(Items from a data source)

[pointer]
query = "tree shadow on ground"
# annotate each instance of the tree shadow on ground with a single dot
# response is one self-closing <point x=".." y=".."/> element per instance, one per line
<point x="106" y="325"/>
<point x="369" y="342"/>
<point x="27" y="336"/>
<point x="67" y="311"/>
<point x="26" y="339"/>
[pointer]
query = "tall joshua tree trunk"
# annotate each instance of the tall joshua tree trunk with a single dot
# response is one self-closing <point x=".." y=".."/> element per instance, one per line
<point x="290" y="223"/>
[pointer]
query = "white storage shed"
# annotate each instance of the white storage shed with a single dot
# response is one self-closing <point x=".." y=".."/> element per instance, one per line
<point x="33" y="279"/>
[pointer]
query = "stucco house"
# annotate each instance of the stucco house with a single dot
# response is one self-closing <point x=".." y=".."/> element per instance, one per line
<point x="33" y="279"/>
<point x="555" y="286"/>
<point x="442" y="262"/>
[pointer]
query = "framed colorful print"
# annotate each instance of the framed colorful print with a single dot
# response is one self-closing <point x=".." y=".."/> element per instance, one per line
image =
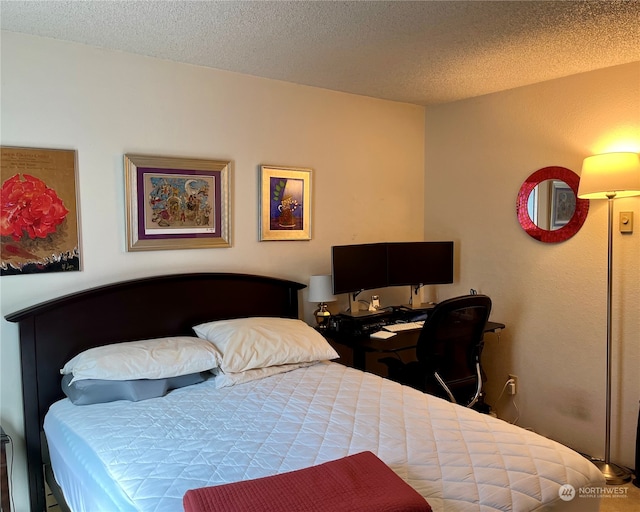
<point x="176" y="203"/>
<point x="285" y="203"/>
<point x="39" y="216"/>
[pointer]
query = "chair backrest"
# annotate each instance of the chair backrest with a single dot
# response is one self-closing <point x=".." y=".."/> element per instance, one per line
<point x="450" y="340"/>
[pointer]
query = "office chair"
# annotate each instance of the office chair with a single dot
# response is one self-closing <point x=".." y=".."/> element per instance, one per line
<point x="448" y="351"/>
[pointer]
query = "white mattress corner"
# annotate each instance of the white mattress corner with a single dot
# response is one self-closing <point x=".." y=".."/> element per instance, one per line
<point x="198" y="436"/>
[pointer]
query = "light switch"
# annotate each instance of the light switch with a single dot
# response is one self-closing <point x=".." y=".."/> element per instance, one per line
<point x="626" y="222"/>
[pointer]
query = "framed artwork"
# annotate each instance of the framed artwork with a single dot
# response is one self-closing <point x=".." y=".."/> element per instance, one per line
<point x="176" y="203"/>
<point x="285" y="203"/>
<point x="563" y="204"/>
<point x="39" y="217"/>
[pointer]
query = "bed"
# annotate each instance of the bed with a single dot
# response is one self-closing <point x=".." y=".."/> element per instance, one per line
<point x="145" y="455"/>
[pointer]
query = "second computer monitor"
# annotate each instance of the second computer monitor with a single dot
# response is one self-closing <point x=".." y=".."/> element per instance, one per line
<point x="416" y="263"/>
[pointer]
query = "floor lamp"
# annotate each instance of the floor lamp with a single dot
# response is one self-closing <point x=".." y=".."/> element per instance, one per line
<point x="609" y="176"/>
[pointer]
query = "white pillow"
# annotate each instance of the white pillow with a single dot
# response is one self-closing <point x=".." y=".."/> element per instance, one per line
<point x="146" y="359"/>
<point x="248" y="343"/>
<point x="224" y="380"/>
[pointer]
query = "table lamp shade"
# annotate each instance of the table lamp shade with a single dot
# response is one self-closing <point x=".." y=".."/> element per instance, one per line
<point x="610" y="175"/>
<point x="321" y="289"/>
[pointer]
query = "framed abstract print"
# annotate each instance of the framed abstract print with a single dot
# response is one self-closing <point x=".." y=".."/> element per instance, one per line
<point x="39" y="216"/>
<point x="176" y="203"/>
<point x="285" y="203"/>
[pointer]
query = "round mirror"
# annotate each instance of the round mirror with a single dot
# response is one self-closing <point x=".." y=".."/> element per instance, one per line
<point x="548" y="207"/>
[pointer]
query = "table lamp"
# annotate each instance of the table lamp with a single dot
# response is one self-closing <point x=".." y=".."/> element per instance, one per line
<point x="321" y="291"/>
<point x="609" y="176"/>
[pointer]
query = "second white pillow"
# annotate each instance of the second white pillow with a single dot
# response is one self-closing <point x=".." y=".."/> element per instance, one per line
<point x="259" y="342"/>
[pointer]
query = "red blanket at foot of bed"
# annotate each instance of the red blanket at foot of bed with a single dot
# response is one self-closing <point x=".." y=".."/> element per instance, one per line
<point x="360" y="482"/>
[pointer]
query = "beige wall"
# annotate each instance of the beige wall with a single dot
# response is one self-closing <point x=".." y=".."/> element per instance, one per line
<point x="367" y="158"/>
<point x="551" y="296"/>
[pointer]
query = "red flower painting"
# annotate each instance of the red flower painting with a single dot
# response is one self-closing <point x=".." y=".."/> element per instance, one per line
<point x="29" y="207"/>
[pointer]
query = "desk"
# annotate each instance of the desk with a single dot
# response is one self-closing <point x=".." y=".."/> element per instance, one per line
<point x="403" y="340"/>
<point x="4" y="479"/>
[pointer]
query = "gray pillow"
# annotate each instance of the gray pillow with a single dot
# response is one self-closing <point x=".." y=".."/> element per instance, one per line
<point x="95" y="391"/>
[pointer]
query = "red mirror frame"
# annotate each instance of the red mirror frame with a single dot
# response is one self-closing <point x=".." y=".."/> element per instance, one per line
<point x="576" y="221"/>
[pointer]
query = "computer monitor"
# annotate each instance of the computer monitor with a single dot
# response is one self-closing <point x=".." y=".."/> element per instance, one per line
<point x="358" y="267"/>
<point x="419" y="263"/>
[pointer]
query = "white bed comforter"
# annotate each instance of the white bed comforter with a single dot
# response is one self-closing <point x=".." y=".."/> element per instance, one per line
<point x="198" y="436"/>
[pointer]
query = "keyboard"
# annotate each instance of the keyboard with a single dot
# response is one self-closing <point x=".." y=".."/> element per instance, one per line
<point x="406" y="326"/>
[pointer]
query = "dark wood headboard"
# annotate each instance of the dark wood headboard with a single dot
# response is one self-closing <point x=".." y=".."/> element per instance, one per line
<point x="53" y="332"/>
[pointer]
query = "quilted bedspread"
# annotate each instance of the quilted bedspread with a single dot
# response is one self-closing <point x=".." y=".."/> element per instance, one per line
<point x="200" y="436"/>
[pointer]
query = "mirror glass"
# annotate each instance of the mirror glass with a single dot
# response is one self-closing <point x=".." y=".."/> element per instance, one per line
<point x="551" y="204"/>
<point x="548" y="207"/>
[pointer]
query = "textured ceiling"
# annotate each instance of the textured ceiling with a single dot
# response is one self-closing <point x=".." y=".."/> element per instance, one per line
<point x="424" y="52"/>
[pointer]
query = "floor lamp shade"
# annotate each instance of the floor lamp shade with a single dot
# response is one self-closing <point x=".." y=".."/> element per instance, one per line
<point x="610" y="176"/>
<point x="610" y="173"/>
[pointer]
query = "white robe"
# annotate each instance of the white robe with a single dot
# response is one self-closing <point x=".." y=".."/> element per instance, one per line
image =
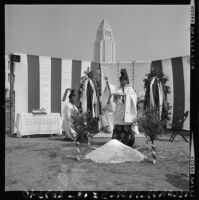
<point x="66" y="124"/>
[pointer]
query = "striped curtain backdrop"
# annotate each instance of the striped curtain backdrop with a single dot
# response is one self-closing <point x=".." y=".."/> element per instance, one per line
<point x="41" y="81"/>
<point x="178" y="72"/>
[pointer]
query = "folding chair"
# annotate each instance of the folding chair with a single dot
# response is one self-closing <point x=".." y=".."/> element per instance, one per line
<point x="177" y="127"/>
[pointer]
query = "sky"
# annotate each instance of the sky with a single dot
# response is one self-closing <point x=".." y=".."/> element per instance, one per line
<point x="141" y="32"/>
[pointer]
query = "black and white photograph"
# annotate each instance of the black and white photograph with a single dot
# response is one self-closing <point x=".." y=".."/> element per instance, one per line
<point x="97" y="97"/>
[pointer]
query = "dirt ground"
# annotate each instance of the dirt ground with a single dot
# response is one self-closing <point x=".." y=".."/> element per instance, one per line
<point x="48" y="163"/>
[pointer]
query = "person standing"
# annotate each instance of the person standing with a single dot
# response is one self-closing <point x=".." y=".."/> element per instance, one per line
<point x="123" y="103"/>
<point x="68" y="109"/>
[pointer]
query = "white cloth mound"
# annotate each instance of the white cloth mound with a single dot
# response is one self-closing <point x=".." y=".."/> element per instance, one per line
<point x="115" y="152"/>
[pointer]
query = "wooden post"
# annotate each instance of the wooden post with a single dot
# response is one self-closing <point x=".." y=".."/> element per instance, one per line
<point x="11" y="95"/>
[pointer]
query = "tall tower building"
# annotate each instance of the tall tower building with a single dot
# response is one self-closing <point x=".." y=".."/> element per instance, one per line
<point x="104" y="47"/>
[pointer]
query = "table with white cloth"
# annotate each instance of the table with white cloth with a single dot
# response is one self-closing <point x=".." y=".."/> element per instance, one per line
<point x="33" y="124"/>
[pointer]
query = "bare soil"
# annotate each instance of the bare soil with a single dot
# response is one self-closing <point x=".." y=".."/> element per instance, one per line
<point x="49" y="163"/>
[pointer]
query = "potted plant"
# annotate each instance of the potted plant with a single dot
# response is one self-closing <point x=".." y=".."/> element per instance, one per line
<point x="152" y="126"/>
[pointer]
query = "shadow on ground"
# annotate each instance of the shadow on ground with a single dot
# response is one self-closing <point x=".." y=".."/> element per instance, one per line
<point x="178" y="181"/>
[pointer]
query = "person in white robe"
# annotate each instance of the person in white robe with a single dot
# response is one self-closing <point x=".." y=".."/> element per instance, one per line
<point x="123" y="103"/>
<point x="68" y="108"/>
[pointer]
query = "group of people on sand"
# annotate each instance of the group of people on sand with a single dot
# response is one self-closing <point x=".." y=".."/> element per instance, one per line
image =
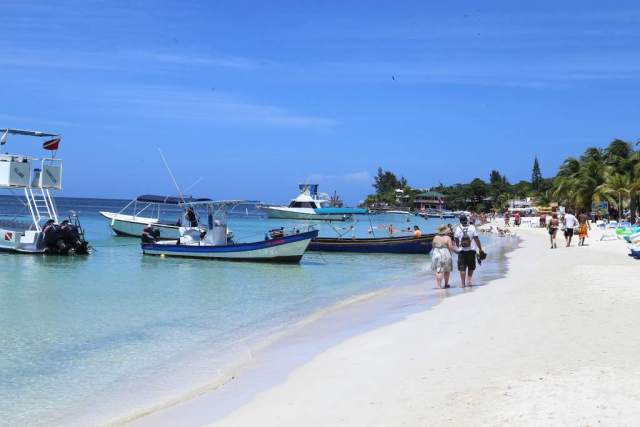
<point x="464" y="241"/>
<point x="568" y="223"/>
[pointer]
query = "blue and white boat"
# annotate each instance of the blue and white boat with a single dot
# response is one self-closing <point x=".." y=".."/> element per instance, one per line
<point x="214" y="243"/>
<point x="310" y="205"/>
<point x="152" y="209"/>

● TASK DETAILS: The entries above hold the needed span. Transcribe exactly the lines from the one with "# annotate each instance of the person standing" to the one with "# annotate each instance of the white cloth", both included.

● SOLUTION FOR THIS PROBLEM:
# annotate each instance of the person standing with a single dot
# response is one self-closing <point x=".." y=".."/> element per instance, one per line
<point x="123" y="103"/>
<point x="68" y="109"/>
[pointer]
query = "white cloth mound"
# annotate each instance of the white cloth mound with a single dot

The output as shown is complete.